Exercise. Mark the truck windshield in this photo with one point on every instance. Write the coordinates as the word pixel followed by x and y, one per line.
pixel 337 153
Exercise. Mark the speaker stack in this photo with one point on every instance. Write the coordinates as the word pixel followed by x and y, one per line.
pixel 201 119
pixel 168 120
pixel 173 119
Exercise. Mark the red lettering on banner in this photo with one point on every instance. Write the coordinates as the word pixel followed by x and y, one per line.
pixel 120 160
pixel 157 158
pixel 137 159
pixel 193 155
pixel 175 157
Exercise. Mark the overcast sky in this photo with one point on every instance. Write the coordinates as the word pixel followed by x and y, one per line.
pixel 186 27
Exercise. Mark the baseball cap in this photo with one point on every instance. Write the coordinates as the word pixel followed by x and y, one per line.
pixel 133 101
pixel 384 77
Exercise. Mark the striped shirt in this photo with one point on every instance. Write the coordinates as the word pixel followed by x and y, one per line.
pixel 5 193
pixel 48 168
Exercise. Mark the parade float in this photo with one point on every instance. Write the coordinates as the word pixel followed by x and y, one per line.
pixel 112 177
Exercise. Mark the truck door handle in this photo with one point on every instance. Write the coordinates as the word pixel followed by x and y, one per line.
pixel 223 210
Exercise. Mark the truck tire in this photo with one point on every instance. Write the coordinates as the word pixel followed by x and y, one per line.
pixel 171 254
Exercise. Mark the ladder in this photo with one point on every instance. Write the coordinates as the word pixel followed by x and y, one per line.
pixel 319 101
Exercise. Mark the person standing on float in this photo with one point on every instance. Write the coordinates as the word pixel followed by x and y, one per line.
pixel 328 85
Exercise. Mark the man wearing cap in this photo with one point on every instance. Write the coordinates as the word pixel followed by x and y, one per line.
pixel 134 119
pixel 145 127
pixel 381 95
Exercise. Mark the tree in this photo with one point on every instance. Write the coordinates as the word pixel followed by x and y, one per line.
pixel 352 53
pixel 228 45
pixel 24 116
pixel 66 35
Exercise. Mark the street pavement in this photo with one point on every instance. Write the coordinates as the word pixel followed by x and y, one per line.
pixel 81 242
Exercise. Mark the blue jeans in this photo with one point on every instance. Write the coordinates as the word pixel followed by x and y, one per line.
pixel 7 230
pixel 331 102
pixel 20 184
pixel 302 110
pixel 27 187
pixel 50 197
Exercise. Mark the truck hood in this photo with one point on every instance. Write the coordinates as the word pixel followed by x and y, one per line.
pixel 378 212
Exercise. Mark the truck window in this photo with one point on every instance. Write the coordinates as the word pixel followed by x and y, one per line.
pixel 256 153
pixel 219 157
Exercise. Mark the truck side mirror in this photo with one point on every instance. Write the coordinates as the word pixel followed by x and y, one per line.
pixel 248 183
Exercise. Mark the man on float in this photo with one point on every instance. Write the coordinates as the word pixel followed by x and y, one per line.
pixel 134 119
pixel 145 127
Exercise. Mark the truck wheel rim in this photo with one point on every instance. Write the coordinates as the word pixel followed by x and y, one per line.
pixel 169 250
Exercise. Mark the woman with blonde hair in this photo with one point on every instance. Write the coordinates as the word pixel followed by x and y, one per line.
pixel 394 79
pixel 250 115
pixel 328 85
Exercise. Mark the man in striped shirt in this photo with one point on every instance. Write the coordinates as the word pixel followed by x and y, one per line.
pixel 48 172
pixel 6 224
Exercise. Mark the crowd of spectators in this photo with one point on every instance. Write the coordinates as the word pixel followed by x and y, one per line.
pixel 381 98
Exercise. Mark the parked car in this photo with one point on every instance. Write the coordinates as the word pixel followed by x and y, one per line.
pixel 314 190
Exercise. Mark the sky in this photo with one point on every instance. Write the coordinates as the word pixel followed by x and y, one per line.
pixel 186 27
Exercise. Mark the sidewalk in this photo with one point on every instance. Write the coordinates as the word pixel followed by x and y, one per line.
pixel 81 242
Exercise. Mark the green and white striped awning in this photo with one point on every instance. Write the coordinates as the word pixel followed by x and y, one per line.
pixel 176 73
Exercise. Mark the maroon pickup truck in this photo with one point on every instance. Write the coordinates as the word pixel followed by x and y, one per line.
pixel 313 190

[What you will do]: Starting at the line containing "Exercise. Mark the crowd" and ending at the line containing "pixel 314 190", copy only those items, swapping "spectators" for "onlookers" and changing nothing else.

[Written answer]:
Exercise. Mark the crowd of onlookers in this photo with one point on every instance. Write the coordinates as the word pixel followed by x and y, one per line.
pixel 381 98
Exercise. Mark the parked car in this photo with one point on every instance. Write the coordinates as the word pixel followed by x and y, one per line.
pixel 314 190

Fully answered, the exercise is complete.